**To do:** Give the whole listing below as a numbered list, one item per line with blank lines left out, and omit the pictures.
START Dataset content
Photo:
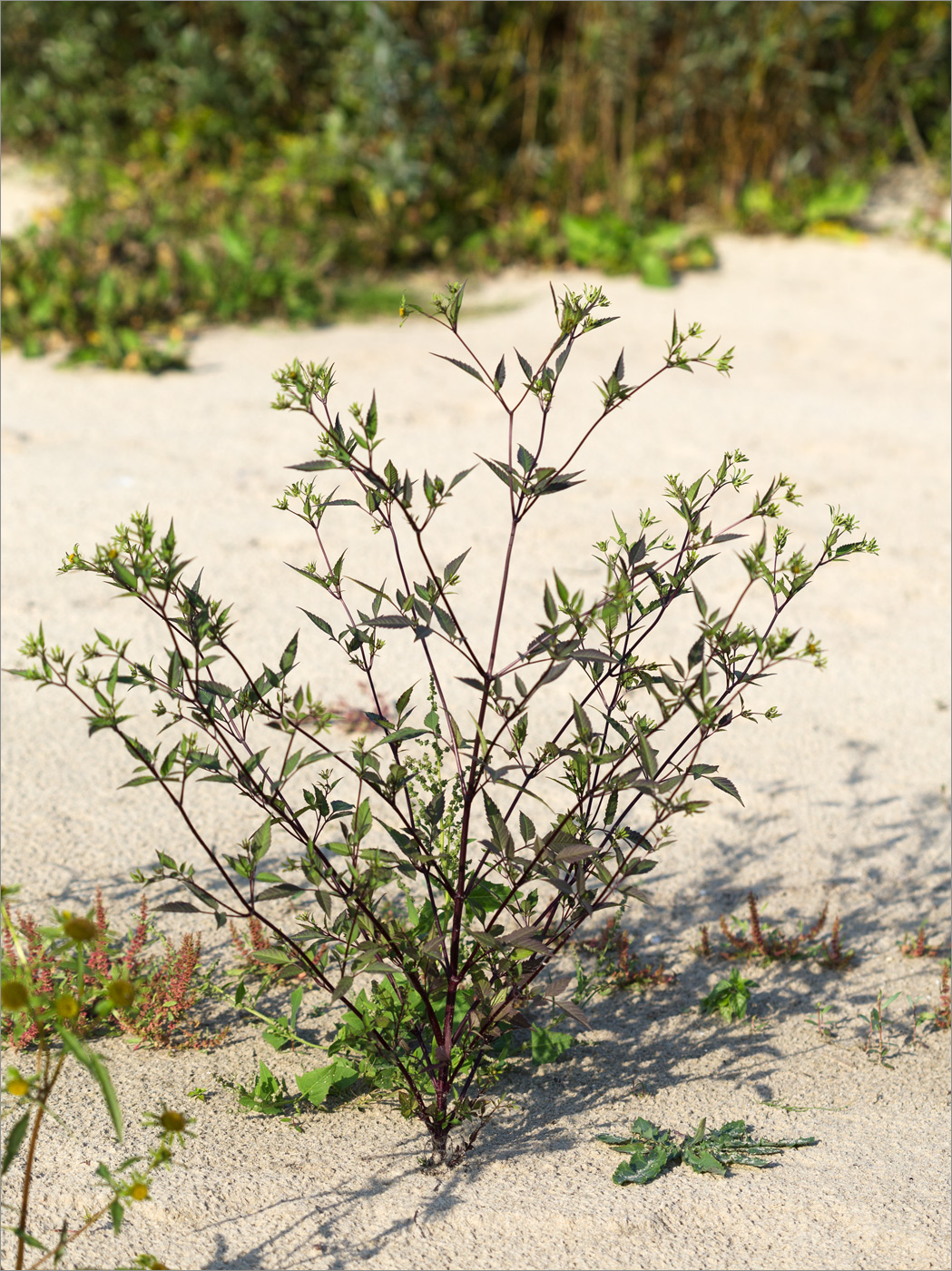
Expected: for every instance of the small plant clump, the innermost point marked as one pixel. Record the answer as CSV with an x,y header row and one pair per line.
x,y
438,866
751,938
59,1022
116,987
730,998
650,1150
616,965
943,1016
917,946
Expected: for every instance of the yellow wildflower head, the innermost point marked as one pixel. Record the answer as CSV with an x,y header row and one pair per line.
x,y
15,995
66,1007
121,993
80,930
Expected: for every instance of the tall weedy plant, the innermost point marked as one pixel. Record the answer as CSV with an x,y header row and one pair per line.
x,y
443,807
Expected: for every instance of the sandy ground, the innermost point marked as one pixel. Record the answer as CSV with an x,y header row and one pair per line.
x,y
841,380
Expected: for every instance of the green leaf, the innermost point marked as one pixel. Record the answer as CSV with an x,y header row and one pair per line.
x,y
15,1140
126,577
280,890
642,1167
453,567
726,784
463,366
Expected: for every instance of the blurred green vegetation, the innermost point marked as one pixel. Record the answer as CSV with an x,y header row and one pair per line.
x,y
235,161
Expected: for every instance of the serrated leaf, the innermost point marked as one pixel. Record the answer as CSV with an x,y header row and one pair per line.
x,y
94,1065
15,1140
453,567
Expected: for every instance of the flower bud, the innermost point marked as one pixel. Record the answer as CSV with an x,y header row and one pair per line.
x,y
121,993
15,995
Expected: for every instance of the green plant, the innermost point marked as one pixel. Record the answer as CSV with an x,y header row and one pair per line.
x,y
116,985
875,1045
428,900
231,162
730,998
707,1152
615,963
56,1017
943,1016
822,1029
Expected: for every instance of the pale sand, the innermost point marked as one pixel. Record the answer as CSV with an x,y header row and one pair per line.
x,y
841,380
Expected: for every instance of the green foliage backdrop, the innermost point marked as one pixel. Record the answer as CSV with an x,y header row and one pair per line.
x,y
240,159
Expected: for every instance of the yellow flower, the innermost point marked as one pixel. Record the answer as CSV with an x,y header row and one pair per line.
x,y
66,1007
15,995
121,994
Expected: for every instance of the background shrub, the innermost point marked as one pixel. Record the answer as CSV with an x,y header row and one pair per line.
x,y
232,161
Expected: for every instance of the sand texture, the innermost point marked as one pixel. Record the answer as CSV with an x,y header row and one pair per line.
x,y
841,380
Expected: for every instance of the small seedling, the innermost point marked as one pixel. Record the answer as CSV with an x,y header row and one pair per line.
x,y
824,1030
751,938
437,803
800,1108
919,1019
729,998
876,1046
650,1150
54,1020
917,946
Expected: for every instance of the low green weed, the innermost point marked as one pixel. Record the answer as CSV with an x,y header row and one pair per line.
x,y
615,965
875,1045
650,1150
427,900
730,998
57,1026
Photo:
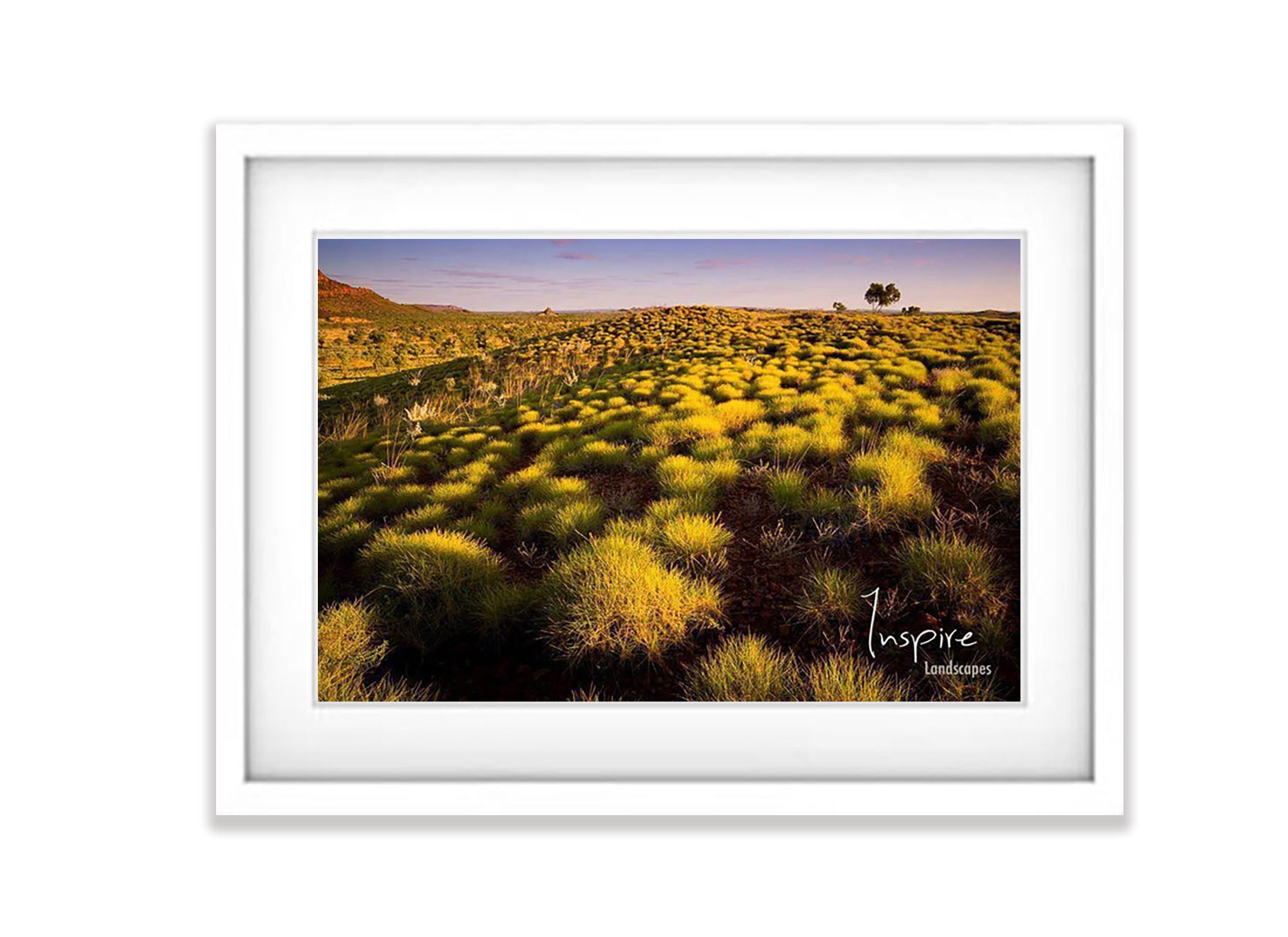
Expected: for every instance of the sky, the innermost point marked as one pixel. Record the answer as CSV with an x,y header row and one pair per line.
x,y
609,273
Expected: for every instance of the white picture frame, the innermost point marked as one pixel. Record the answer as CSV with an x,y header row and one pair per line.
x,y
240,792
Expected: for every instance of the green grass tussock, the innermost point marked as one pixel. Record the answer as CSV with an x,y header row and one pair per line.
x,y
954,574
430,580
350,652
744,668
612,599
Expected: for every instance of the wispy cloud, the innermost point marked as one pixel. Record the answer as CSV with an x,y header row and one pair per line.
x,y
719,264
488,275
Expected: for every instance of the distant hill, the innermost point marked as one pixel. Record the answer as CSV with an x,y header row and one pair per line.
x,y
342,302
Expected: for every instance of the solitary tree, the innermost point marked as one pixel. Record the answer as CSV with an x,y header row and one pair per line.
x,y
879,297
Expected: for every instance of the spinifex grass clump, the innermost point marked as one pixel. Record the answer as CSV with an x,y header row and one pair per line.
x,y
430,582
692,541
840,678
612,599
350,651
745,668
954,574
694,483
831,597
892,478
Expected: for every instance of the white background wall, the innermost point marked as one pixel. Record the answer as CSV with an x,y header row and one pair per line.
x,y
106,306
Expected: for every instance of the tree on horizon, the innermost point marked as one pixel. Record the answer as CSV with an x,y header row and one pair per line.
x,y
879,296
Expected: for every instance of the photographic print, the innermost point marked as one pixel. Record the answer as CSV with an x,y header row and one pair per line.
x,y
669,470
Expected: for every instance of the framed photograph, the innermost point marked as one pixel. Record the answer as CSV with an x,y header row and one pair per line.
x,y
669,470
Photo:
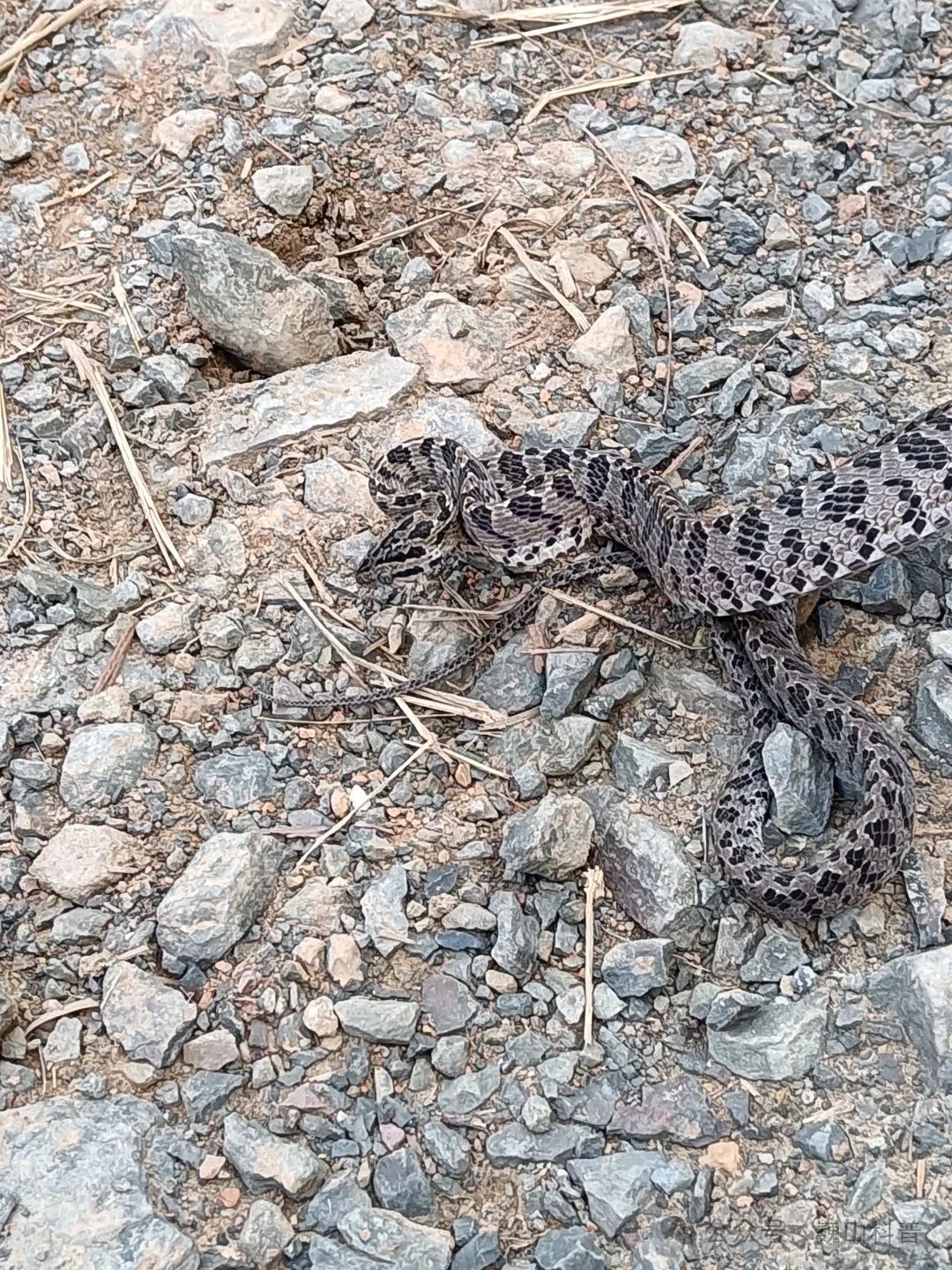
END Dataset content
**Solution:**
1. Photo:
2. Expected: for every instance of the small plant clump, the innermost point marked as one pixel. Record the answer as CSV with an x,y header row and one pair per line.
3. x,y
4. 438,866
5. 751,938
6. 59,1022
7. 116,987
8. 730,998
9. 650,1150
10. 616,965
11. 943,1016
12. 917,946
13. Expected: for every instance of the yellow wildflower head, the innermost point marked as one pixel. Record the answer as CSV with an x,y header row and one pair per line.
14. x,y
15. 15,995
16. 66,1007
17. 121,993
18. 80,930
19. Expected: for every instance of the tall weedy plant, the innermost point marked as one pixel. Record the answer as CSV with an x,y header row and one pair per line.
20. x,y
21. 443,807
22. Expected: for every instance of the sandy ground, the innermost point marked as one pixel. Record the answer as CSV with an x,y header row and one pair per line.
23. x,y
24. 841,380
25. Expected: for every instance of the green leaf, the innermost point marked as one pixel. Record the answer as CSV with an x,y header row and one pair per line.
26. x,y
27. 15,1140
28. 126,577
29. 280,890
30. 642,1167
31. 453,567
32. 726,784
33. 463,366
34. Expected: for every instance of the blurred green vegetation, the innermost point marked as one pixel. Record the answer as CSV with an x,y header row and one pair per line.
35. x,y
36. 235,161
37. Expected: for every instance of the serrated leaf, the innermost point marked as one pixel. Record the answer as CSV with an x,y header row and one pair per line.
38. x,y
39. 94,1065
40. 15,1140
41. 453,567
42. Expected: for every instance of the flower bud, the innermost point marked as one pixel. Record the answer as CSV with an x,y header row and one pair per line.
43. x,y
44. 121,993
45. 15,995
46. Expected: for every instance of the green plant, the innermost point marked as one pixel. Record the answer as CSV with an x,y header row and one pair per line.
47. x,y
48. 116,985
49. 875,1045
50. 428,900
51. 231,162
52. 730,998
53. 707,1152
54. 615,963
55. 56,1017
56. 943,1016
57. 822,1029
58. Expected: for every instance of the pale sand, the innermost point marked as one pixel. Record the answer as CSV with an x,y header row and one pair per line.
59. x,y
60. 841,380
61. Expected: for every instance of the green foliage backdrop, the innermost point marked as one pixel. Record the answer as CSV with an x,y header row and one pair per line.
62. x,y
63. 240,159
64. Expected: for every instance of the yellow flower, the innermost point marked as one pixel. Record the answer as CSV with an x,y header row and one pair per line.
65. x,y
66. 66,1007
67. 15,995
68. 121,994
69. Expected: for every instance of the background shrub, the innermost point marked as one pixel. Record the answer as CSV with an x,y header row and one pair per line.
70. x,y
71. 232,161
72. Expected: for every instance of the sand texture, the innermost point marked as one pixel. Record the answer as CSV with an x,y header row and one pair per line.
73. x,y
74. 841,380
75. Expected: for every instance of the small seedling, the innermost point marked as one pixel. Record the answer as CSV with an x,y header row and one pair per line.
76. x,y
77. 824,1030
78. 751,938
79. 437,803
80. 800,1108
81. 919,1019
82. 729,998
83. 876,1046
84. 650,1150
85. 54,1020
86. 917,946
87. Expected: for every instance of the low green weed, the innermost point marked as one pixel. Record the answer as CSV with an x,y header row and one pair per line.
88. x,y
89. 615,965
90. 875,1045
91. 650,1150
92. 427,900
93. 730,998
94. 57,1026
95. Photo:
96. Expected: for every instance of the sky, the innermost point marked as one pixel. Record the answer as CSV with an x,y header row and one pair per line.
97. x,y
98. 609,273
99. Expected: for every instance of the white picture frame, the innermost point marked as one pixel. Record the answer as CSV with an x,y header row and one pair per line.
100. x,y
101. 240,792
102. Expected: for every instance of the green grass tussock, the innermost point marked as one pixel. Record the answer as CSV with an x,y header row and one pair per line.
103. x,y
104. 954,574
105. 430,580
106. 350,652
107. 744,668
108. 612,599
109. Expected: for every instance of the wispy cloud, the innermost point marked as one pixel. Record the answer as CSV with an x,y header row and one pair per line.
110. x,y
111. 719,264
112. 488,275
113. Expected: for every instance of the distant hill, the innermost point marked as one pixel. Record the answer as CSV with an x,y header row and one pair per line.
114. x,y
115. 342,302
116. Expected: for every instance of the solitary tree, the innermost point marked as one pixel. Record the answer as CSV with an x,y header row and one pair per line.
117. x,y
118. 879,297
119. Expected: for every instance of the spinifex grass clump, the innermost point marked as one pixel. Record the answer as CSV with an x,y header row and one pair per line.
120. x,y
121. 430,582
122. 692,541
123. 840,678
124. 612,599
125. 350,651
126. 745,668
127. 954,574
128. 694,483
129. 831,597
130. 892,478
131. Expected: for every instance of the white background wall, the innermost point marked as one pixel. Record the answer as CSV with an x,y header row and one pair per line.
132. x,y
133. 106,306
134. Expected: for every instance of the tree on horizon, the innermost point marked as one pixel. Record the answer as CSV with an x,y header row and one pair per line.
135. x,y
136. 879,296
137. Expected: for every instance of the photographic print, the innermost point marked as one pixel. Record the answer as CSV with an x,y header row and one pair per line.
138. x,y
139. 669,470
140. Expected: for every instance of the framed photograph, the innermost point marked as one pixel. Record the answer as CSV with an x,y header row and one pair per line.
141. x,y
142. 669,470
143. Photo:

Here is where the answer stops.